#### Text shown
══════════
Efi Tsouri, BSc Molecular Life Sciences
In October of 2020, the first Dutch patient was infected with the West Nile virus (WNV) in Utrecht [1]. Subsequently, five additional cases of WNV infection were reported in the Netherlands [1]. What did these patients have in common? They were all previously stung by WNV-carrying tropical mosquitoes. Such mosquitoes are not commonly found in the Netherlands, raising concerns about the spread of tropical diseases in Europe.
WNV belongs to the arboviruses (arbo: arthropod-borne), a group of RNA-viruses that can infect vertebrate hosts [2]. But what is so special about them? As their name indicates, arboviruses are transmitted through blood-sucking arthropods; the most important of them all: mosquitoes (Figure 1) [2]. Not all mosquito species can be infected with and transmit arboviruses; three species, Anopheles, Aedes, and Culex, are responsible for the transmission of most arboviruses [2]. These so-called tropical mosquitoes originate from tropical regions in Asia, Africa, and America [3]. However, due to different factors, such mosquito species have spread to Europe as well. In general, viral genetic variability, natural adaptation to various mosquito species, and climate change are the most important driving forces behind the emergence of arboviruses in Europe [3].
══════════
#### Raw data
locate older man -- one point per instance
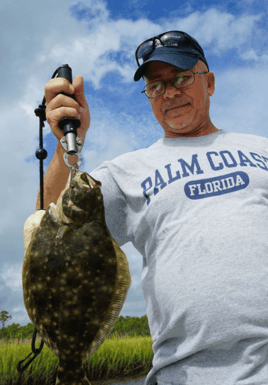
(195, 205)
══════════
In the text on the West Nile virus, take everything from "Efi Tsouri, BSc" down to "diseases in Europe." and switch each "mosquitoes" to "insects".

Efi Tsouri, BSc Molecular Life Sciences
In October of 2020, the first Dutch patient was infected with the West Nile virus (WNV) in Utrecht [1]. Subsequently, five additional cases of WNV infection were reported in the Netherlands [1]. What did these patients have in common? They were all previously stung by WNV-carrying tropical insects. Such insects are not commonly found in the Netherlands, raising concerns about the spread of tropical diseases in Europe.